-- EXTRACTED MATERIAL follows --

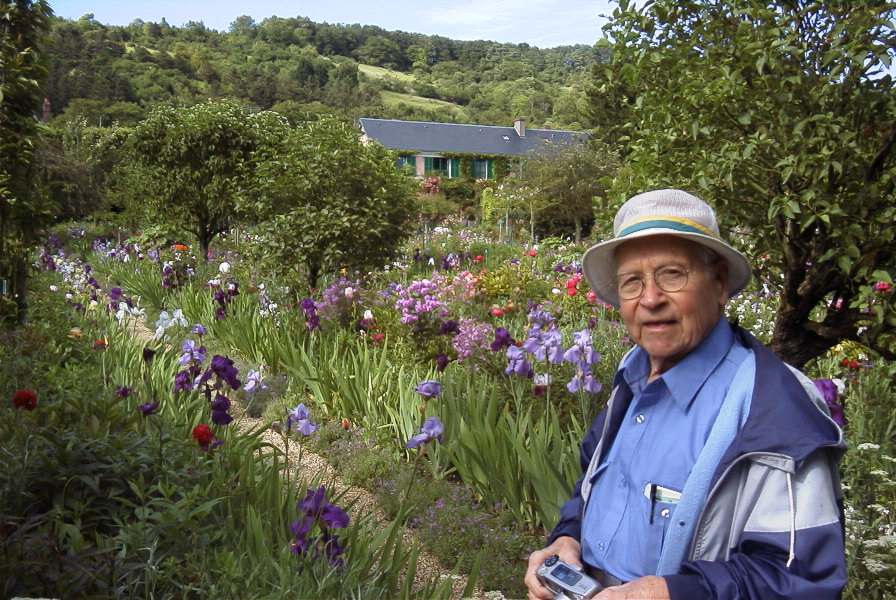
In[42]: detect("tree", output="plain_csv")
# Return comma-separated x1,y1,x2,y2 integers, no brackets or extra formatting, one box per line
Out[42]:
248,116,416,288
121,100,282,259
522,142,618,242
590,0,896,367
0,0,53,325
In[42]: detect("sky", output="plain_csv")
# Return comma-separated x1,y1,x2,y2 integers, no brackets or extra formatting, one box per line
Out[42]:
52,0,616,48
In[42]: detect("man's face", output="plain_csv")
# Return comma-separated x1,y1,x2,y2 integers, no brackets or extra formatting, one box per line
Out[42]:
615,235,729,376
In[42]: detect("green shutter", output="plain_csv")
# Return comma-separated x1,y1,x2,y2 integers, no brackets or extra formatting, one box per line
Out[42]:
424,156,433,175
486,159,493,179
450,158,461,178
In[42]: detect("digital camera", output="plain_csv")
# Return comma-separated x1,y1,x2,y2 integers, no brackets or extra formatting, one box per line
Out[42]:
536,555,602,600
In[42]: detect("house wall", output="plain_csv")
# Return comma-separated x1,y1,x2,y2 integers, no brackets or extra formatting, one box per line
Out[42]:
415,155,424,177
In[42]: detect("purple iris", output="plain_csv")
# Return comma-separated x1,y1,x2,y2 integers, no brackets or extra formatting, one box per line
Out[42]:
435,354,450,373
243,369,266,393
505,345,533,377
814,379,846,428
208,355,241,390
211,393,234,425
490,327,515,352
286,403,317,436
523,327,565,364
192,323,207,336
440,319,460,335
109,287,123,302
415,380,442,398
137,401,160,416
406,416,444,448
116,385,133,398
291,486,350,565
174,370,193,392
179,339,207,365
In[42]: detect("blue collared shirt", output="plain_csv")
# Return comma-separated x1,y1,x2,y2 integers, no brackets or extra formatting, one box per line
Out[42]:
581,318,749,581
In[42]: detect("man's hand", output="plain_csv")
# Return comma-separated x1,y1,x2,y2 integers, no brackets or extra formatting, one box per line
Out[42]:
594,575,670,599
524,536,582,600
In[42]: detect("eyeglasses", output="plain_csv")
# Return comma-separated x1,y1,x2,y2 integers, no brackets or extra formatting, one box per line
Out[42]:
616,265,691,300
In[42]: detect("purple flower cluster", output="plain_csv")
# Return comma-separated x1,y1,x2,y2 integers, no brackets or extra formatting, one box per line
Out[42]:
564,329,602,394
393,276,449,325
452,318,493,361
316,277,362,325
290,486,350,566
39,247,57,271
210,279,239,320
415,380,442,398
173,330,239,426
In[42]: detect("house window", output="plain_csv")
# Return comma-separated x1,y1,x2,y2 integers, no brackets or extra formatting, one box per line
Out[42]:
425,156,460,178
397,155,416,172
472,159,493,179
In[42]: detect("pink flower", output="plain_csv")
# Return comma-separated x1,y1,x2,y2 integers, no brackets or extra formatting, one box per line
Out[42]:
586,290,598,304
490,306,505,317
873,281,893,294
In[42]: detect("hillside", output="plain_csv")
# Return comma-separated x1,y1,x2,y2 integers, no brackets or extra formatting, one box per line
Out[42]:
45,13,605,129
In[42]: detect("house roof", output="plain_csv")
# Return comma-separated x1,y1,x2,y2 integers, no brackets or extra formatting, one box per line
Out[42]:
358,118,589,157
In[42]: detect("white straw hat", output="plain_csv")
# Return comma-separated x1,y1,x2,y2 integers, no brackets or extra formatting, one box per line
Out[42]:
583,189,752,307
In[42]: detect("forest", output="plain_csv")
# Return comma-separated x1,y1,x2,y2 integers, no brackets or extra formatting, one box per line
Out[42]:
46,12,605,129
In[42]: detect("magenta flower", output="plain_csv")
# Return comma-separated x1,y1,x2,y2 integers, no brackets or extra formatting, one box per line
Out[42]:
814,379,846,428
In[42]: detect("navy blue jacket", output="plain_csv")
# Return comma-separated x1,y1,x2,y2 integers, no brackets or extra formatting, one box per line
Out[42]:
550,324,847,599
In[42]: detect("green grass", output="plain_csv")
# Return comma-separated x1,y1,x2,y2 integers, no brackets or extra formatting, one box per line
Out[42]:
380,90,469,120
358,63,416,83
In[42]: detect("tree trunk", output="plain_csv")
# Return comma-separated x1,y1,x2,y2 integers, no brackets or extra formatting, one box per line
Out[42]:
199,230,213,263
770,303,837,369
574,215,582,244
13,254,28,325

-- EXTRACTED MATERIAL concluded --

Keep only those lines of the records that hold "house", and return them.

**SOLUTION**:
In[42]: detect("house wall", output="plain_csv")
In[42]: detect("house window", output="plain_csv")
In[42]: detect("house roof", output="plain_csv")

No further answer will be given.